- WHAT TO DO:
[1] Translate this sentence from the Dark Energy Survey article into Spanish: "Dark energy, represented by the cosmological constant (Λ), is thought to drive the accelerating expansion of the universe, maintaining a constant energy density over time."
[2] Summarize the Dark Energy Survey article in two sentences.
[3] Reproduce word for word the part of the Dark Energy Survey article between "A new study" and "Observatory in Chile, a Program of NSF NOIRLab.", inclusive.

- SELECTED EXCERPT:
_ _ _ _

A new study using the Dark Energy Survey (DES) final datasets suggests potential inconsistencies in the standard cosmological model, known as ΛCDM. If confirmed, these findings could fundamentally alter our understanding of the universe.
DES was conducted using the 570-megapixel Department of Energy-fabricated Dark Energy Camera (DECam), mounted on the U.S. National Science Foundation Víctor M. Blanco 4-meter Telescope at Cerro Tololo Inter-American Observatory in Chile, a Program of NSF NOIRLab.
The ΛCDM (Lambda-CDM) model has been the foundation of modern cosmology for some time now, successfully describing large-scale structures in the universe. It proposes that 95% of the cosmos is composed of dark matter (25%) and dark energy (70%)—mysterious substances whose nature remains unknown. Only 5% of the universe consists of ordinary matter.
Dark energy, represented by the cosmological constant (Λ), is thought to drive the accelerating expansion of the universe, maintaining a constant energy density over time. However, new results from the Dark Energy Survey (DES), presented in a paper appearing on the arXiv preprint server and in talks at the American Physical Society’s Global Physics Summit in Anaheim, California, hint at a deviation from this assumption, suggesting that dark energy might evolve over time. These findings align with previous studies, reinforcing their significance.
The DES is an international collaboration comprising more than 400 scientists from over 25 institutions, led by the U.S. Department of Energy’s Fermi National Accelerator Laboratory. The DES was conducted using the 570-megapixel Department of Energy-fabricated Dark Energy Camera (DECam), mounted on the U.S. National Science Foundation (NSF) Víctor M. Blanco 4-meter Telescope at Cerro Tololo Inter-American Observatory (CTIO) in Chile, a Program of NSF NOIRLab.

_ _ _ _

- LISTED ENTRIES:
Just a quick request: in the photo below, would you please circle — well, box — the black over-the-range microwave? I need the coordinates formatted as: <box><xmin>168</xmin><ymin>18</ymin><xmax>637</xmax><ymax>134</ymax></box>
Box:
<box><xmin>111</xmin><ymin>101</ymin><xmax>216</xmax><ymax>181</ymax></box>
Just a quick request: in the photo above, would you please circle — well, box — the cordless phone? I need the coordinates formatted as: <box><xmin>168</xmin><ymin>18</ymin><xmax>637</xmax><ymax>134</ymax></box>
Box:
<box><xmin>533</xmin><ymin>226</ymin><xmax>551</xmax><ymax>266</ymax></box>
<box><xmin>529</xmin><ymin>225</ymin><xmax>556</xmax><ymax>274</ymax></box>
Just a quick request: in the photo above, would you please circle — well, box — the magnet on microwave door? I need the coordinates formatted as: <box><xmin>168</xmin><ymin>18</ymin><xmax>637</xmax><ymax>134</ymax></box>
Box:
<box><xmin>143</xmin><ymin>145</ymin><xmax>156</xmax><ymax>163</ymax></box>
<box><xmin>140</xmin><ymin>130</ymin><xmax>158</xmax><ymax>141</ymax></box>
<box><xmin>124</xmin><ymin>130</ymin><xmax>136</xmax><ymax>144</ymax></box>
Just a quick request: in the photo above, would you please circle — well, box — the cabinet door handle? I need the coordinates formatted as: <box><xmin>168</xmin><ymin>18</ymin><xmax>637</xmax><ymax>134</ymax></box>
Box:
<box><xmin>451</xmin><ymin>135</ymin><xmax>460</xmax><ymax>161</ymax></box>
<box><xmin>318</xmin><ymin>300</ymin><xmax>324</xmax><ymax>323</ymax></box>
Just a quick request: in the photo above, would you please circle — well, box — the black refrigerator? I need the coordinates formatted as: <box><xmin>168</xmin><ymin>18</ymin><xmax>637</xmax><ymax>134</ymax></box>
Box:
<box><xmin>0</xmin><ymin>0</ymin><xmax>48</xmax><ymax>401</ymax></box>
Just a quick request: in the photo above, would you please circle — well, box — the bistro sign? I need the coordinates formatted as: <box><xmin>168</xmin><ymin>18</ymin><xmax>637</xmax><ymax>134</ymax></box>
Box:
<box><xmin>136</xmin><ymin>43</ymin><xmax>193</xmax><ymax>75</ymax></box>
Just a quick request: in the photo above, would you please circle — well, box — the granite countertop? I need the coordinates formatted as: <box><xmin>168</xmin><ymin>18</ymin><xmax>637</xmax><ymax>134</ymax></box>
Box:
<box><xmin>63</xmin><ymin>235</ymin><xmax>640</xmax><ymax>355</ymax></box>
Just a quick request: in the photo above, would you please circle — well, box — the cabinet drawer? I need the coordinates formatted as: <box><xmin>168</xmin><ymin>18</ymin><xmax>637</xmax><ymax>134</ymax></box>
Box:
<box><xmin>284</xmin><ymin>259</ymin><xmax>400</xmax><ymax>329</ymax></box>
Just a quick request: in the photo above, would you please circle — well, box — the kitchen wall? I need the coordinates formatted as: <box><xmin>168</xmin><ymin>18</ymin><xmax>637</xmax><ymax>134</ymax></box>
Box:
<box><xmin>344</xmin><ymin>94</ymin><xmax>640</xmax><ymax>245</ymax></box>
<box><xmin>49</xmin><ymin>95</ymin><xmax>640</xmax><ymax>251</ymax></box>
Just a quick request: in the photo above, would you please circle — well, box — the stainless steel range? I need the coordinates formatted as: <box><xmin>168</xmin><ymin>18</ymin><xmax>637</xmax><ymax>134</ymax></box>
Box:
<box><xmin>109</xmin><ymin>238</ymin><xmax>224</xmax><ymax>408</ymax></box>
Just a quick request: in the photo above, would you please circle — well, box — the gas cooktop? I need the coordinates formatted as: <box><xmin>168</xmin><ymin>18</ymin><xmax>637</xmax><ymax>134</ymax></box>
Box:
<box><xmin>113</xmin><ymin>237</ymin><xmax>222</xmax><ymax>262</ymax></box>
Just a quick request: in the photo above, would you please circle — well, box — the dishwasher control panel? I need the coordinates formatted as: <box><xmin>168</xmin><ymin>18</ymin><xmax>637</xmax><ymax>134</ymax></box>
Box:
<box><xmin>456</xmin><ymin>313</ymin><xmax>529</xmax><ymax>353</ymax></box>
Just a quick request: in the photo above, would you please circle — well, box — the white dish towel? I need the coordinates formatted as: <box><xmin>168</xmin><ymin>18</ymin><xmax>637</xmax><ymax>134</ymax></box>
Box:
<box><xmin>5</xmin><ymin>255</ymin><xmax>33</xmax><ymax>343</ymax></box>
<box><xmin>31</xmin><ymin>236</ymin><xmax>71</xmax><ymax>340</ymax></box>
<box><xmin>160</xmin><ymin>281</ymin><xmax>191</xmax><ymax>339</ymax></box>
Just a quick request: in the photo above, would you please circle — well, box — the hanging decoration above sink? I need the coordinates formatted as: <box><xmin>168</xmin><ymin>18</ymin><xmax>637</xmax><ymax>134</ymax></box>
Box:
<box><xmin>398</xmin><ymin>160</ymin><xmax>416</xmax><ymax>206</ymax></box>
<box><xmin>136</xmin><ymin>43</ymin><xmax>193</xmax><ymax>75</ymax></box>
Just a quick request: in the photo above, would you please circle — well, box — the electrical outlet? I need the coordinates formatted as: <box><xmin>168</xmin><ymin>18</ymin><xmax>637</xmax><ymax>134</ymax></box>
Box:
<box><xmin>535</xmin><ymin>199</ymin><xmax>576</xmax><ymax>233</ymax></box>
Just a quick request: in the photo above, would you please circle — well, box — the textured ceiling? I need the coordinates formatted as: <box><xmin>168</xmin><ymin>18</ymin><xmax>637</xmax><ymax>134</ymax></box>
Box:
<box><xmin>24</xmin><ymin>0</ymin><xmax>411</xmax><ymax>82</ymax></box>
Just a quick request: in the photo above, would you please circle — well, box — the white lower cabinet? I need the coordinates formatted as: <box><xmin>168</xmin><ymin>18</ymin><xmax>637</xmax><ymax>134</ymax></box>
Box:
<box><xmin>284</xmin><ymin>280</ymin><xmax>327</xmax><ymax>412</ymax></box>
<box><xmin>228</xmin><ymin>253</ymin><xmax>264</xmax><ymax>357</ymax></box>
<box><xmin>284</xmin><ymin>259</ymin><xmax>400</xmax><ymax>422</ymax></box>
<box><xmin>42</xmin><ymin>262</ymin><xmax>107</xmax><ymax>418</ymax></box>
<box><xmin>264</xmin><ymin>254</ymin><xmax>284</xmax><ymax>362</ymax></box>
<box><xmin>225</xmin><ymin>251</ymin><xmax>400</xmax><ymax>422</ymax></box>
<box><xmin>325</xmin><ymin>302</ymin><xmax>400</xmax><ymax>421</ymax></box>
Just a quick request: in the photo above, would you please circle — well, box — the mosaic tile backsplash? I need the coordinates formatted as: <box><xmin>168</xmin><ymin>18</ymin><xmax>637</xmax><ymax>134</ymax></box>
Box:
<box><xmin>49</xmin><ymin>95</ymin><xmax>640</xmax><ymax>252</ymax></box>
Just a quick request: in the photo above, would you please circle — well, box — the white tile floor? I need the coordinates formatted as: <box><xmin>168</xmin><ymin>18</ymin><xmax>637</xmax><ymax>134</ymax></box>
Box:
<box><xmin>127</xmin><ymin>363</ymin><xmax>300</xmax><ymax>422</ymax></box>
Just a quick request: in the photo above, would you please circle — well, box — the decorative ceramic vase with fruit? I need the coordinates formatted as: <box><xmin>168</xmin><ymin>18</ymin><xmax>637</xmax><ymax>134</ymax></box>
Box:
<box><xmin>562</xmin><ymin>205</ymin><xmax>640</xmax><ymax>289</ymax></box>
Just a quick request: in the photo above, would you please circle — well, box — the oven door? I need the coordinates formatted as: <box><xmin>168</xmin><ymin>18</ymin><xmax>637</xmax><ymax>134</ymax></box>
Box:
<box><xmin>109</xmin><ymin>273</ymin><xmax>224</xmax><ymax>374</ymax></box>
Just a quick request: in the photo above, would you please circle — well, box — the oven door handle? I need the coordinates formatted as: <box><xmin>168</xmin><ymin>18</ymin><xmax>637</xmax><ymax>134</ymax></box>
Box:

_ _ _ _

- WORKED SOLUTIONS:
[1] Se cree que la energía oscura, representada por la constante cosmológica (Λ), impulsa la expansión acelerada del universo y mantiene una densidad de energía constante a lo largo del tiempo.

[2] A new study based on the final Dark Energy Survey datasets hints that dark energy might evolve over time. The survey's data came from the Dark Energy Camera on the Blanco 4-meter Telescope in Chile, and the result points to potential inconsistencies in the ΛCDM model, which holds that dark matter and dark energy make up 95% of the cosmos and treats dark energy as a cosmological constant with a constant energy density.

[3]
A new study using the Dark Energy Survey (DES) final datasets suggests potential inconsistencies in the standard cosmological model, known as ΛCDM. If confirmed, these findings could fundamentally alter our understanding of the universe.
DES was conducted using the 570-megapixel Department of Energy-fabricated Dark Energy Camera (DECam), mounted on the U.S. National Science Foundation Víctor M. Blanco 4-meter Telescope at Cerro Tololo Inter-American Observatory in Chile, a Program of NSF NOIRLab.